----- RECORD LIST -----
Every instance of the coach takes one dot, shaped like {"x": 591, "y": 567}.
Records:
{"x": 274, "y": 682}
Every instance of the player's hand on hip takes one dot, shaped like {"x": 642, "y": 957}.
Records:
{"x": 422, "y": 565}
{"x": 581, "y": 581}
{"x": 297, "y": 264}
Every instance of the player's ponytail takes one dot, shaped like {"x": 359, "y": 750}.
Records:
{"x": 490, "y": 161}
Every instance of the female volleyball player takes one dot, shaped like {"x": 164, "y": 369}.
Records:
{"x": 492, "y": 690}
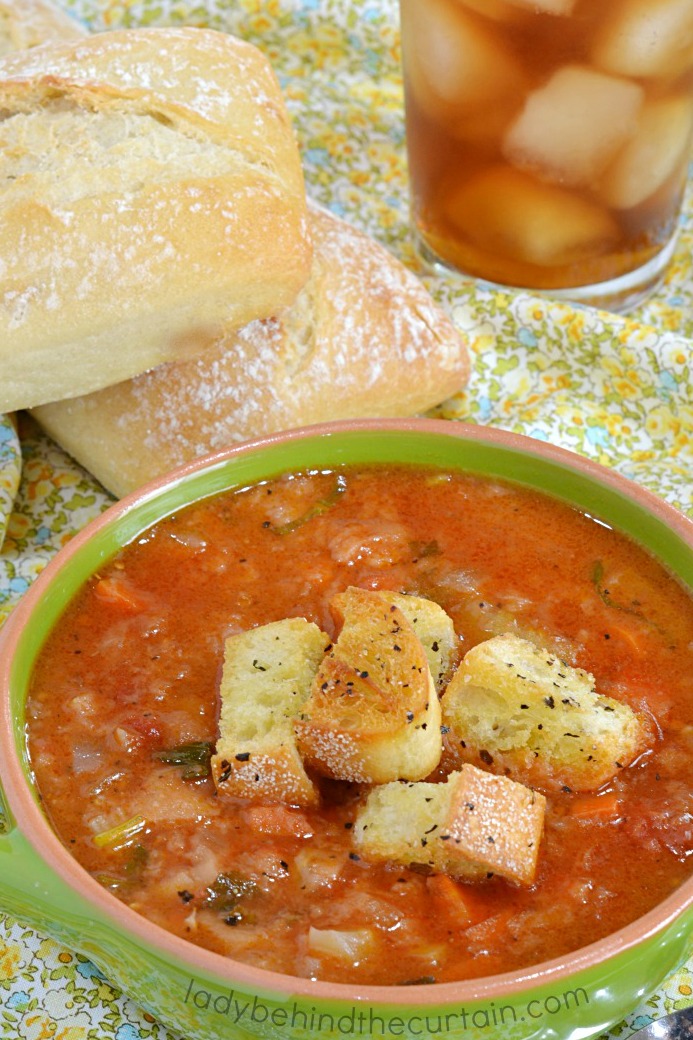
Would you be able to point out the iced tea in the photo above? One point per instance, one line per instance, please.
(548, 140)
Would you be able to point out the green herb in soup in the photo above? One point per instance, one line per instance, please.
(375, 725)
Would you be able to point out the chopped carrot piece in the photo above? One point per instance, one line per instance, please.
(596, 805)
(277, 820)
(456, 900)
(118, 593)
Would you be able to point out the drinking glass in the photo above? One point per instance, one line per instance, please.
(548, 140)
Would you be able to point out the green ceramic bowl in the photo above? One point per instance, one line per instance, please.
(206, 996)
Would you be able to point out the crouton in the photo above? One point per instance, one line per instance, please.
(472, 825)
(373, 715)
(520, 710)
(434, 628)
(266, 677)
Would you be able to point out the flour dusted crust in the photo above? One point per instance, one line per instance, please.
(363, 338)
(28, 23)
(152, 196)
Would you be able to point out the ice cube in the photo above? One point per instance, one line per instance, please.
(508, 212)
(646, 37)
(660, 146)
(452, 60)
(572, 126)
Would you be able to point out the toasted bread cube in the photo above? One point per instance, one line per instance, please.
(266, 677)
(434, 628)
(521, 710)
(373, 715)
(472, 825)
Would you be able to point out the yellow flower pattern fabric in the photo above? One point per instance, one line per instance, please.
(617, 389)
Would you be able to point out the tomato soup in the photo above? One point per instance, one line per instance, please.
(124, 704)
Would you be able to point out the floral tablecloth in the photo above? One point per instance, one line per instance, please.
(617, 389)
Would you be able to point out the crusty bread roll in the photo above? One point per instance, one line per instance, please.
(152, 193)
(364, 338)
(28, 23)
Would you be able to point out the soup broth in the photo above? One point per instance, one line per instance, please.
(124, 707)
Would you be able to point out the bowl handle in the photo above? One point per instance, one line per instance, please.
(6, 820)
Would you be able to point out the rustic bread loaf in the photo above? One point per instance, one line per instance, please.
(152, 195)
(28, 23)
(364, 338)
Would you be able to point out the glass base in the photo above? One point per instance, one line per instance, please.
(618, 294)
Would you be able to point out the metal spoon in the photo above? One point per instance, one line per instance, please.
(678, 1025)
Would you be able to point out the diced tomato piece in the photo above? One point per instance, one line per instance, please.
(118, 593)
(278, 820)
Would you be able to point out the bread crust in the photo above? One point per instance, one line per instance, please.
(470, 826)
(153, 196)
(373, 715)
(524, 712)
(363, 338)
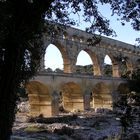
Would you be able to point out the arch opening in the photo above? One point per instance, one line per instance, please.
(111, 67)
(107, 70)
(53, 63)
(87, 63)
(71, 96)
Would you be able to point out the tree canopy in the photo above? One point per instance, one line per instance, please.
(21, 27)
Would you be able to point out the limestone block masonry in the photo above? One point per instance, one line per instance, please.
(48, 92)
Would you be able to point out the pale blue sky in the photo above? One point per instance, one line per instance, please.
(53, 58)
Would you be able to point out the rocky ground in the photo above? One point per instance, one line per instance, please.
(87, 125)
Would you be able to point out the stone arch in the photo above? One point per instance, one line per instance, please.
(95, 63)
(66, 61)
(72, 96)
(115, 66)
(39, 99)
(102, 96)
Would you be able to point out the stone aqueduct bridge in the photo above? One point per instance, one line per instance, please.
(47, 91)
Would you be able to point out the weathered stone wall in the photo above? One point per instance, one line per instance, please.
(80, 92)
(73, 41)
-----
◆ **JOB**
Reproduce verbatim the portion of the items that begins with the line containing "Would you be able to point out the rocky" and continues through the final line of the items.

◆ **IN RESPONSE**
Would you be able to point out the rocky ground in the photo above? One point per instance, one line per instance, please.
(87, 125)
Would you be able to point out the stone arch in the photo above? One point per instance, one line per instance, please.
(95, 63)
(66, 61)
(72, 96)
(115, 66)
(39, 99)
(102, 96)
Would you be able to point out the stone aqueduct bridge in the photo above? One point per instance, one line per instance, please.
(47, 91)
Would you be able to point out the weathered stone wall in the photo above? One point per instance, one line per instance, please.
(80, 92)
(73, 41)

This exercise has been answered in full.